=== Problem description ===
Go through the data and copy each line that holds "Kindly".

=== Records for processing ===
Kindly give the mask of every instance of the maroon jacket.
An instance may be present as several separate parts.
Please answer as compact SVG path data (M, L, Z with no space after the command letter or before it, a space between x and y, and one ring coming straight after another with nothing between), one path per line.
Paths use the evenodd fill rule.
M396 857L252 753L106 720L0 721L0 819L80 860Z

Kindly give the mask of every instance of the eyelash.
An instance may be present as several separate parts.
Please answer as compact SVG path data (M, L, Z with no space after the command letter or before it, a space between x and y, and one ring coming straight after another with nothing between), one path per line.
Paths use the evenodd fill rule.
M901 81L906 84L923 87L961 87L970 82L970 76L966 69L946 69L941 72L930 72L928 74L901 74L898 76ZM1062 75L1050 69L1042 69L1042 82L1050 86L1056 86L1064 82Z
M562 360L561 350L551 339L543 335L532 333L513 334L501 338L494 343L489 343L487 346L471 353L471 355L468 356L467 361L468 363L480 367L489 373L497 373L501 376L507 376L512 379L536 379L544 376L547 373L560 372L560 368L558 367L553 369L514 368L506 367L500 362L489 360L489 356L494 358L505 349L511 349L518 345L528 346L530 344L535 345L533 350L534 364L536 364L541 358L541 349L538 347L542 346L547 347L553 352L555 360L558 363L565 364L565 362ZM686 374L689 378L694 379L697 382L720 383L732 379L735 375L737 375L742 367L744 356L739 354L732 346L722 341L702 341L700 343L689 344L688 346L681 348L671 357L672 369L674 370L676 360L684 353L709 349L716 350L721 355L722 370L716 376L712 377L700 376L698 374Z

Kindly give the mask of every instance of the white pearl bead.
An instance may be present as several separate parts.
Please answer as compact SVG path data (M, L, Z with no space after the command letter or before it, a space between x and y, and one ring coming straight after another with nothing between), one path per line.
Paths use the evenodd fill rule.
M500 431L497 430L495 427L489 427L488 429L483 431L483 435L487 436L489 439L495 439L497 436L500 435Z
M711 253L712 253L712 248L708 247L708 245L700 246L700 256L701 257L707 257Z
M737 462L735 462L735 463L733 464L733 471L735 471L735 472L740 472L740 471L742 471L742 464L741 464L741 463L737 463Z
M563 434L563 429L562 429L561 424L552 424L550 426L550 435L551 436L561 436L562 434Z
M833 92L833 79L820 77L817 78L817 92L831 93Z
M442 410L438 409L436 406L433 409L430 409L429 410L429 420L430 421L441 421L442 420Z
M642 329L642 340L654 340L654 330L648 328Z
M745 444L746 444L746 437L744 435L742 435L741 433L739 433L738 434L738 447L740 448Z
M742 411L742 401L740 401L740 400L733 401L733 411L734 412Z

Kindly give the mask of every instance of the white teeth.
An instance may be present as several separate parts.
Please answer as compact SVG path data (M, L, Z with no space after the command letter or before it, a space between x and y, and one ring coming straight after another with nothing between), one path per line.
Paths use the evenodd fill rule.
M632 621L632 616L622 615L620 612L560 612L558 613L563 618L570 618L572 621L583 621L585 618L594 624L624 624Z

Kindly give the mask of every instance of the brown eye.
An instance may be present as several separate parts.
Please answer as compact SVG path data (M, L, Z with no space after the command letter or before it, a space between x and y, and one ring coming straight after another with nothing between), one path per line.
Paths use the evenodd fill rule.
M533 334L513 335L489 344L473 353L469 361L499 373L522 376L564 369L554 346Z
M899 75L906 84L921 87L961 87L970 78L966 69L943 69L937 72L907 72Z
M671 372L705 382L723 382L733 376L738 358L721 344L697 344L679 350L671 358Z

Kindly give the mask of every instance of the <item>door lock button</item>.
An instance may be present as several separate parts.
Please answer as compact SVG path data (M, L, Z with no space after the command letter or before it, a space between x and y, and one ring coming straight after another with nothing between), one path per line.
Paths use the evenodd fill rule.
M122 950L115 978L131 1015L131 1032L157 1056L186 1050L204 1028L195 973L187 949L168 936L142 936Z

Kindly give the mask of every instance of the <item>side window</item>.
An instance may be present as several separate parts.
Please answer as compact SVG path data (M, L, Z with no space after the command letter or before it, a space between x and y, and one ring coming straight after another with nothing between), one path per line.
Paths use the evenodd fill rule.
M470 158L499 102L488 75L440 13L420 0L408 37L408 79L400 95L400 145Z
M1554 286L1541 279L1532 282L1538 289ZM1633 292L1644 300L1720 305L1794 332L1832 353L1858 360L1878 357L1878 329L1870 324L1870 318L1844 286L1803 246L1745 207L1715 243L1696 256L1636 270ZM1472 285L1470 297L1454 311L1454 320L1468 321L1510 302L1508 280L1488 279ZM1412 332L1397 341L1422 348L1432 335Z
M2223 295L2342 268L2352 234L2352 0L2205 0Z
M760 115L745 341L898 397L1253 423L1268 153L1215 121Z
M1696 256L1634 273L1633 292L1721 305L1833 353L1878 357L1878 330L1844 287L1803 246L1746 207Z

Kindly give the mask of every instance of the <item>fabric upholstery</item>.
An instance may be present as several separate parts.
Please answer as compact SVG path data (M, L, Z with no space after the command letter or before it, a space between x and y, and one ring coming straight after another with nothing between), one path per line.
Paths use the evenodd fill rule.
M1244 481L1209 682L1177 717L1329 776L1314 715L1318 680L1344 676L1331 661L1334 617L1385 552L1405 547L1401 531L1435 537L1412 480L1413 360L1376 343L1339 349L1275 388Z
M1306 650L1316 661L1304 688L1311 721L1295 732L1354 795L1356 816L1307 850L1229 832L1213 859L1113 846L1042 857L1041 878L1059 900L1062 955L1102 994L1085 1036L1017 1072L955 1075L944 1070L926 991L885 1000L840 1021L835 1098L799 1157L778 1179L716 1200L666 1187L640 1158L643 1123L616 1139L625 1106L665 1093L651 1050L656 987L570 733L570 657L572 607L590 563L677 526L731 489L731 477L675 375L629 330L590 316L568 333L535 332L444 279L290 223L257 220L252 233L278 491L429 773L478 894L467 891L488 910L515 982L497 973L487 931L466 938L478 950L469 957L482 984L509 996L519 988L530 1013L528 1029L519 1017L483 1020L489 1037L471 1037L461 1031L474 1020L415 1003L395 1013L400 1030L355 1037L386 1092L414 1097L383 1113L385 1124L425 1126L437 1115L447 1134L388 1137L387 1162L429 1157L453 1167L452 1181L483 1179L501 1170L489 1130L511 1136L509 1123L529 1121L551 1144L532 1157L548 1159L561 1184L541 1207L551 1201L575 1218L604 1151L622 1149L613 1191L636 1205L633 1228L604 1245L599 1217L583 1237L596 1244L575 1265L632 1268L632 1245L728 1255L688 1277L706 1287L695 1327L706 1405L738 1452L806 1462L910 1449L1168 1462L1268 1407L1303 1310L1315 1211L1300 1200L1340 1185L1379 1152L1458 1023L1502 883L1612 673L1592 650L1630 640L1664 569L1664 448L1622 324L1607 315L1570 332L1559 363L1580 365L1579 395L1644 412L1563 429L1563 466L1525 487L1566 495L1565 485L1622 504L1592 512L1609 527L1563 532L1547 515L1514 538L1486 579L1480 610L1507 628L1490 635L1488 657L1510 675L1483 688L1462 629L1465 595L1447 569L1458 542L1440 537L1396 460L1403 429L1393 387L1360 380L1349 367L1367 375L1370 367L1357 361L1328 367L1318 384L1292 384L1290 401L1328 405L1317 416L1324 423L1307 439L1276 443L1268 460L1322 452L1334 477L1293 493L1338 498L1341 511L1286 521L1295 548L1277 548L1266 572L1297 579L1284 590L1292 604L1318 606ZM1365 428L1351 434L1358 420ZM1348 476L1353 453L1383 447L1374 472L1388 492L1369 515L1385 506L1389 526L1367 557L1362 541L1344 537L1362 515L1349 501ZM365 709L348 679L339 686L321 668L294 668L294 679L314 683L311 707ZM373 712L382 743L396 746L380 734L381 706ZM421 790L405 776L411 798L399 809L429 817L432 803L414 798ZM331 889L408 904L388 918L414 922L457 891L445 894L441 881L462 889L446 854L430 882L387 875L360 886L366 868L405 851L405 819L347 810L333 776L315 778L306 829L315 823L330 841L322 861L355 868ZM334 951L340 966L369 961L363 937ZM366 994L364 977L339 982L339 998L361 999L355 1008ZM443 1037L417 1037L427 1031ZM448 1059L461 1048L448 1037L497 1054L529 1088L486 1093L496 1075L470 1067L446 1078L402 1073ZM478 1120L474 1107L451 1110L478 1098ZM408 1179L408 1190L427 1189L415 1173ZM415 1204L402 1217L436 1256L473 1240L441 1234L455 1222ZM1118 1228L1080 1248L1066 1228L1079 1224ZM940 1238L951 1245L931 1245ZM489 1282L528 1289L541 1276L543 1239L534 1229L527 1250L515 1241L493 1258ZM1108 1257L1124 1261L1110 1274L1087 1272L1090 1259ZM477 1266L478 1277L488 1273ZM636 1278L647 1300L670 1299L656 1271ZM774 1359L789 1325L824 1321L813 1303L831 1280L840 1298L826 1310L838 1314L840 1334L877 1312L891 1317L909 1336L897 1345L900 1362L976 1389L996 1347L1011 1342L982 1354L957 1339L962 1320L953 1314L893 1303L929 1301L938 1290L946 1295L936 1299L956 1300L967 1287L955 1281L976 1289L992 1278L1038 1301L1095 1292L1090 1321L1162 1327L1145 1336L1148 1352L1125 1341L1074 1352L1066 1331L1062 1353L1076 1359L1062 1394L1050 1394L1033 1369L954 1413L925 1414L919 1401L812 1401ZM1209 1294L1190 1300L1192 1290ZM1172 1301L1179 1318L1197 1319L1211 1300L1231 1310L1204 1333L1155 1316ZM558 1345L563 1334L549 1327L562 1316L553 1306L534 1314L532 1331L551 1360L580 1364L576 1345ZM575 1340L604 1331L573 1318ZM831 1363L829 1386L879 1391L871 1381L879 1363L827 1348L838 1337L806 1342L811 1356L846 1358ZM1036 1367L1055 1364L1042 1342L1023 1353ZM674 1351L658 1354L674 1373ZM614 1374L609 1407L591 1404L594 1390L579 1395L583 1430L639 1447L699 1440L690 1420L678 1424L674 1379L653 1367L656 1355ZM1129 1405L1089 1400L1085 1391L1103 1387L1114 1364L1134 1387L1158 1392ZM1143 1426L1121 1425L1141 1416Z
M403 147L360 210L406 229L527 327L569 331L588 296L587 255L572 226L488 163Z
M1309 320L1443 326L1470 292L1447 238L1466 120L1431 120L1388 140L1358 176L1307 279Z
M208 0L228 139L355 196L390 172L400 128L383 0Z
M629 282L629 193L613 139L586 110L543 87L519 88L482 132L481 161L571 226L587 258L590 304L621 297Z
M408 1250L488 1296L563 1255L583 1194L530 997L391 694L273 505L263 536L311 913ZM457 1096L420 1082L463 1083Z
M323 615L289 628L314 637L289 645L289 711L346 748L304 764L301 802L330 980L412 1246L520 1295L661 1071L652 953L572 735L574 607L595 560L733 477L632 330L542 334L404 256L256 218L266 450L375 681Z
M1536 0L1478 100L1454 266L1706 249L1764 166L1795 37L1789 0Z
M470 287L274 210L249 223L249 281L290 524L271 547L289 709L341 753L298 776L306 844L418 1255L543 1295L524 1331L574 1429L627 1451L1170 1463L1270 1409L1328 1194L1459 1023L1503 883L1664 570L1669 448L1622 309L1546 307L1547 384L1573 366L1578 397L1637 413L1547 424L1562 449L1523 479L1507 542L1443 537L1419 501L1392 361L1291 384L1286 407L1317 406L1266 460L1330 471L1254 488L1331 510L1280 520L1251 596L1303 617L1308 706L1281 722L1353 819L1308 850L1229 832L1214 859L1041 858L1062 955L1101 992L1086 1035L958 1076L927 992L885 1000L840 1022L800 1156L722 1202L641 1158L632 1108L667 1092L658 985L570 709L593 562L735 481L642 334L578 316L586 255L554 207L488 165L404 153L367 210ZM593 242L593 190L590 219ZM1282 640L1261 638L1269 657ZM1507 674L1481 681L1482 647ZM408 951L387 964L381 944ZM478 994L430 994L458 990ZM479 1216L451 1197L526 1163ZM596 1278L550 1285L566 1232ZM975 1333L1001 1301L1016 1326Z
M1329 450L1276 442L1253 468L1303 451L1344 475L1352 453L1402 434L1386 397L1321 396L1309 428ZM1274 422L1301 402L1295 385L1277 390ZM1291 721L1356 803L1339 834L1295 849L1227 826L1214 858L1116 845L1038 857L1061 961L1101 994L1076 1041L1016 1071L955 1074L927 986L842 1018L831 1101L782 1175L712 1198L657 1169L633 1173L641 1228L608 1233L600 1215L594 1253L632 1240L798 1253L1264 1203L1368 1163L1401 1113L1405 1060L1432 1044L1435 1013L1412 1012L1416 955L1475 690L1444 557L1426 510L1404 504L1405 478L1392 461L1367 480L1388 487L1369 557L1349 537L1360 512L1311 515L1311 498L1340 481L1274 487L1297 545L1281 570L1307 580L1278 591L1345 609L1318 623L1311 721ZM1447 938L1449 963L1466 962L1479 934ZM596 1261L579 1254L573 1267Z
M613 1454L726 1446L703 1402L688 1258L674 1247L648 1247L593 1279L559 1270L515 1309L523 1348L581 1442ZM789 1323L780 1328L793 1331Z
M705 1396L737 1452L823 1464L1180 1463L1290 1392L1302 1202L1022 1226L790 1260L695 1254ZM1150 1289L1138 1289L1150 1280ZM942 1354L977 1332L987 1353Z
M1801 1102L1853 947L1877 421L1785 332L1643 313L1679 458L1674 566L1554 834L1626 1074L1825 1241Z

=== Your response ===
Kindly give the mask of every instance of the maroon jacket.
Kindly give the mask of every instance of the eyelash.
Kindly give the mask of every instance of the white pearl bead.
Kindly give the mask of every instance of the white teeth.
Kindly give the mask of every instance of the brown eye.
Kindly give the mask of every instance of the <item>door lock button</item>.
Kindly give the mask of every instance of the <item>side window</item>.
Kindly give the mask of every instance of the <item>fabric upholstery</item>.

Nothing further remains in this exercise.